▶ REQUEST A: Count how many lines of the records below contain the word "wall", and give only that number.

▶ TEXT PASSAGE:
-------
Cyril Tourneur

1575?–1626

Introduction

Cyril Tourneur is known to have written a few plays and other works, but his reputation is largely based on The Revenger's Tragedy, a play which, however, is now widely accepted as written by Thomas Middleton. There are no known manuscripts of this or of any play by Tourneur except for some brief early extracts from The Atheist's Tragedy (ToC 7); nor is there any known specimen of Tourneur's handwriting.

Eight early copies have been located of the Character of Salisbury (ToC 2-6.5). This prose piece was attributed by Logan Pearsall Smith to Sir Henry Wotton because of its presence in the Burley MS (ToC 2), but was assigned to Tourneur by Allardyce Nicoll. Tourneur's authorship is supported by ascription in three of the manuscripts, whereas it is nowhere assigned to Wotton, and only part of the Burley MS is transcribed from Wotton's papers. One other item, a poem overlooked by Nicoll, may be tentatively added to the canon on the evidence of the ascription in a manuscript source (ToC 1).
-------
▶ RECORDS TO PROCESS:
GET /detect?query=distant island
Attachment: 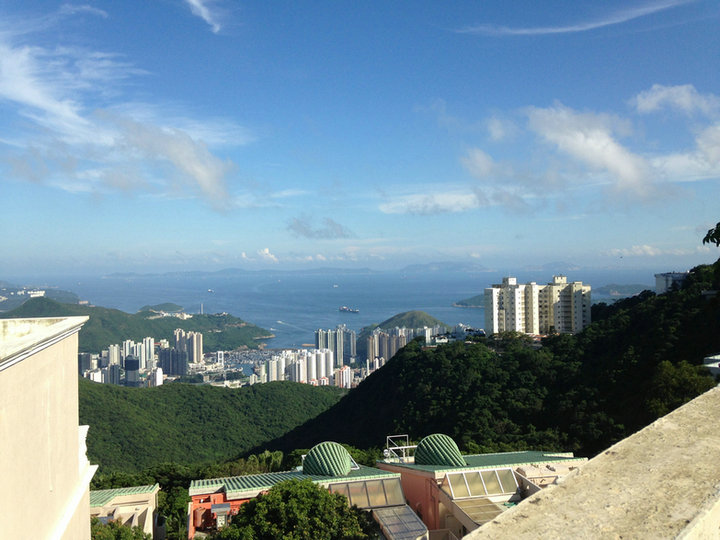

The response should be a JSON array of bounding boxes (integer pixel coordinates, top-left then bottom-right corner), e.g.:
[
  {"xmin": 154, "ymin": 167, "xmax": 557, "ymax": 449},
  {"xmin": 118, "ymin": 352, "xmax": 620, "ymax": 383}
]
[
  {"xmin": 592, "ymin": 283, "xmax": 654, "ymax": 298},
  {"xmin": 0, "ymin": 297, "xmax": 275, "ymax": 353},
  {"xmin": 453, "ymin": 294, "xmax": 485, "ymax": 308},
  {"xmin": 0, "ymin": 281, "xmax": 80, "ymax": 312},
  {"xmin": 138, "ymin": 302, "xmax": 183, "ymax": 313}
]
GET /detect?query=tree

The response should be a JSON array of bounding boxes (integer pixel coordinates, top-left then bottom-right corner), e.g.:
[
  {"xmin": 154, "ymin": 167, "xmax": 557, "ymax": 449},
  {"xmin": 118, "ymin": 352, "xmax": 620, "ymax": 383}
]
[
  {"xmin": 703, "ymin": 222, "xmax": 720, "ymax": 247},
  {"xmin": 214, "ymin": 479, "xmax": 371, "ymax": 540}
]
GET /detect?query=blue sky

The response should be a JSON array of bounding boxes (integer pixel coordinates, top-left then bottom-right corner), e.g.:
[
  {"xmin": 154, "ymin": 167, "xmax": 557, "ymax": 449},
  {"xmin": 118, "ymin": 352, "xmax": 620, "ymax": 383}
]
[{"xmin": 0, "ymin": 0, "xmax": 720, "ymax": 278}]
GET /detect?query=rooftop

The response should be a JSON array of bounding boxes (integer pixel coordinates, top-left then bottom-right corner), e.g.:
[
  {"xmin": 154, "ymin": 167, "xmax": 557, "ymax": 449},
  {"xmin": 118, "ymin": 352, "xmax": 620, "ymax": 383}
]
[
  {"xmin": 190, "ymin": 465, "xmax": 399, "ymax": 499},
  {"xmin": 0, "ymin": 317, "xmax": 88, "ymax": 370},
  {"xmin": 90, "ymin": 484, "xmax": 160, "ymax": 508},
  {"xmin": 379, "ymin": 450, "xmax": 587, "ymax": 473},
  {"xmin": 469, "ymin": 387, "xmax": 720, "ymax": 540}
]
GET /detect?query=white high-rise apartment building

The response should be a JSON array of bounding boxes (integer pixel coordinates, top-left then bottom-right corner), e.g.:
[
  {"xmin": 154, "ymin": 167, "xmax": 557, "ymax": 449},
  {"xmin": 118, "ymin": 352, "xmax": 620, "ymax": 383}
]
[
  {"xmin": 485, "ymin": 276, "xmax": 591, "ymax": 335},
  {"xmin": 140, "ymin": 337, "xmax": 155, "ymax": 369},
  {"xmin": 108, "ymin": 344, "xmax": 120, "ymax": 365}
]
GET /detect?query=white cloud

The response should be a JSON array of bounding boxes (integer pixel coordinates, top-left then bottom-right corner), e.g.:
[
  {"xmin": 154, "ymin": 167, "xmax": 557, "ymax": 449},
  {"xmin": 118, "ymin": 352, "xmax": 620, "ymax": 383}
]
[
  {"xmin": 527, "ymin": 104, "xmax": 655, "ymax": 198},
  {"xmin": 0, "ymin": 27, "xmax": 253, "ymax": 208},
  {"xmin": 380, "ymin": 191, "xmax": 480, "ymax": 215},
  {"xmin": 58, "ymin": 4, "xmax": 108, "ymax": 19},
  {"xmin": 287, "ymin": 216, "xmax": 353, "ymax": 240},
  {"xmin": 458, "ymin": 0, "xmax": 692, "ymax": 36},
  {"xmin": 109, "ymin": 114, "xmax": 232, "ymax": 206},
  {"xmin": 269, "ymin": 189, "xmax": 310, "ymax": 199},
  {"xmin": 258, "ymin": 248, "xmax": 278, "ymax": 263},
  {"xmin": 185, "ymin": 0, "xmax": 221, "ymax": 34},
  {"xmin": 651, "ymin": 124, "xmax": 720, "ymax": 182},
  {"xmin": 632, "ymin": 84, "xmax": 720, "ymax": 116},
  {"xmin": 485, "ymin": 116, "xmax": 518, "ymax": 141},
  {"xmin": 604, "ymin": 244, "xmax": 708, "ymax": 257},
  {"xmin": 460, "ymin": 148, "xmax": 495, "ymax": 179}
]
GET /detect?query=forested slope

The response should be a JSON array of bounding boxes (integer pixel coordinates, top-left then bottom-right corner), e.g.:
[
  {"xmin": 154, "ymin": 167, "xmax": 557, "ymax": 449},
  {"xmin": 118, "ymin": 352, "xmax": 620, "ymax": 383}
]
[
  {"xmin": 264, "ymin": 263, "xmax": 720, "ymax": 455},
  {"xmin": 79, "ymin": 379, "xmax": 343, "ymax": 472}
]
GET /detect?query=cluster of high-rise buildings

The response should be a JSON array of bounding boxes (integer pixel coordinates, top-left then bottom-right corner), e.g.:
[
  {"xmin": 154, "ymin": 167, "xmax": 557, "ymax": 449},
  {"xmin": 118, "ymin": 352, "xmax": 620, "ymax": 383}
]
[
  {"xmin": 315, "ymin": 324, "xmax": 357, "ymax": 365},
  {"xmin": 250, "ymin": 348, "xmax": 354, "ymax": 388},
  {"xmin": 485, "ymin": 276, "xmax": 591, "ymax": 335},
  {"xmin": 78, "ymin": 328, "xmax": 203, "ymax": 386}
]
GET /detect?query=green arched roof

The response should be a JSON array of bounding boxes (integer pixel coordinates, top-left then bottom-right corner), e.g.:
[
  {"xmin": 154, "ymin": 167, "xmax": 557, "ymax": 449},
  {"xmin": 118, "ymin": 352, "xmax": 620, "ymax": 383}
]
[
  {"xmin": 415, "ymin": 433, "xmax": 467, "ymax": 467},
  {"xmin": 303, "ymin": 442, "xmax": 352, "ymax": 476}
]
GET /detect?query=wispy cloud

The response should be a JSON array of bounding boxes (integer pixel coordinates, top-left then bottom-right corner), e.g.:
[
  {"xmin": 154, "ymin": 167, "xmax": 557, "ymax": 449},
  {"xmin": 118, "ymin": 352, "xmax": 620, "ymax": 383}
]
[
  {"xmin": 258, "ymin": 248, "xmax": 279, "ymax": 263},
  {"xmin": 379, "ymin": 189, "xmax": 483, "ymax": 215},
  {"xmin": 58, "ymin": 4, "xmax": 108, "ymax": 19},
  {"xmin": 457, "ymin": 0, "xmax": 692, "ymax": 36},
  {"xmin": 461, "ymin": 148, "xmax": 497, "ymax": 179},
  {"xmin": 604, "ymin": 244, "xmax": 709, "ymax": 257},
  {"xmin": 527, "ymin": 103, "xmax": 655, "ymax": 198},
  {"xmin": 0, "ymin": 17, "xmax": 253, "ymax": 208},
  {"xmin": 632, "ymin": 84, "xmax": 720, "ymax": 116},
  {"xmin": 287, "ymin": 217, "xmax": 353, "ymax": 239},
  {"xmin": 185, "ymin": 0, "xmax": 221, "ymax": 34}
]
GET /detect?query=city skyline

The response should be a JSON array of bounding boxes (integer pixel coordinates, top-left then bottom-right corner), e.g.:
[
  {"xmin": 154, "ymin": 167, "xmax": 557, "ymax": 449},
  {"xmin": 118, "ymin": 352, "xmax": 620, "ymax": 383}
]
[{"xmin": 0, "ymin": 0, "xmax": 720, "ymax": 279}]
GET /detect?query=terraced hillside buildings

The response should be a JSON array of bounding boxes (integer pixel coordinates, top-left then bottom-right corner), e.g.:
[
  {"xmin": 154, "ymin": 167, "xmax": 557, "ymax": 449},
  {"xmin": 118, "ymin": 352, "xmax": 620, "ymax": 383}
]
[{"xmin": 485, "ymin": 276, "xmax": 591, "ymax": 335}]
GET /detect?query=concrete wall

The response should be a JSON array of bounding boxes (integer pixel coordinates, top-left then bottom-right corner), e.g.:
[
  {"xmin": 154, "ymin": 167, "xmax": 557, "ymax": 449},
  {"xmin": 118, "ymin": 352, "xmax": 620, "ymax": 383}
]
[
  {"xmin": 0, "ymin": 317, "xmax": 95, "ymax": 540},
  {"xmin": 466, "ymin": 387, "xmax": 720, "ymax": 540}
]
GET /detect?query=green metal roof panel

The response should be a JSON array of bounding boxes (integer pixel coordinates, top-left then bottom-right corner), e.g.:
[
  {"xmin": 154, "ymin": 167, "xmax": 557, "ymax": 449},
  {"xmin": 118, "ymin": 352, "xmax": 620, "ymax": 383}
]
[
  {"xmin": 415, "ymin": 433, "xmax": 466, "ymax": 467},
  {"xmin": 189, "ymin": 464, "xmax": 400, "ymax": 499},
  {"xmin": 90, "ymin": 484, "xmax": 160, "ymax": 508},
  {"xmin": 303, "ymin": 442, "xmax": 352, "ymax": 476},
  {"xmin": 376, "ymin": 450, "xmax": 587, "ymax": 473}
]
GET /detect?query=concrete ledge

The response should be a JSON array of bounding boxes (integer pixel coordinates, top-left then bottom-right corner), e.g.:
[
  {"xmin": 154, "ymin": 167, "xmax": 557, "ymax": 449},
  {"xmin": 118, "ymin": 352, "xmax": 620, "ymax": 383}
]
[{"xmin": 465, "ymin": 387, "xmax": 720, "ymax": 540}]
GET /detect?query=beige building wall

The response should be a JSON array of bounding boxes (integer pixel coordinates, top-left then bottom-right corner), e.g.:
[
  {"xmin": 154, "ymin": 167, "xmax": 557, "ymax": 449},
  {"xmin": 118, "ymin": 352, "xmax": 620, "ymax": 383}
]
[{"xmin": 0, "ymin": 317, "xmax": 97, "ymax": 540}]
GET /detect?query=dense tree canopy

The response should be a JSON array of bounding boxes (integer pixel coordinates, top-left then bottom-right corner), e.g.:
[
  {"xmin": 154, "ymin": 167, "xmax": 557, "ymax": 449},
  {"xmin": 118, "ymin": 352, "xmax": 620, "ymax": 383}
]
[
  {"xmin": 79, "ymin": 379, "xmax": 344, "ymax": 472},
  {"xmin": 90, "ymin": 517, "xmax": 152, "ymax": 540},
  {"xmin": 214, "ymin": 480, "xmax": 372, "ymax": 540},
  {"xmin": 703, "ymin": 222, "xmax": 720, "ymax": 247}
]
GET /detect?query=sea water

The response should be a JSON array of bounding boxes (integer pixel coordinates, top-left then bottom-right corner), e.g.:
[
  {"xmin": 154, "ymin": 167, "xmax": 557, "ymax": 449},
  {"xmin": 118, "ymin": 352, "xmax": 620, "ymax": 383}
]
[{"xmin": 43, "ymin": 271, "xmax": 652, "ymax": 348}]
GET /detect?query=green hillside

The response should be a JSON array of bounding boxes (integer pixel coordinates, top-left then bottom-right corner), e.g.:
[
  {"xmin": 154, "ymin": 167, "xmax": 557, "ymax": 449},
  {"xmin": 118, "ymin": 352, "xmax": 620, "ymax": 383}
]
-------
▶ REQUEST B: Copy everything in the passage on Cyril Tourneur from "Eight early copies" down to "source (ToC 1)." without any changes.

▶ REPLY A: 2

▶ REPLY B:
Eight early copies have been located of the Character of Salisbury (ToC 2-6.5). This prose piece was attributed by Logan Pearsall Smith to Sir Henry Wotton because of its presence in the Burley MS (ToC 2), but was assigned to Tourneur by Allardyce Nicoll. Tourneur's authorship is supported by ascription in three of the manuscripts, whereas it is nowhere assigned to Wotton, and only part of the Burley MS is transcribed from Wotton's papers. One other item, a poem overlooked by Nicoll, may be tentatively added to the canon on the evidence of the ascription in a manuscript source (ToC 1).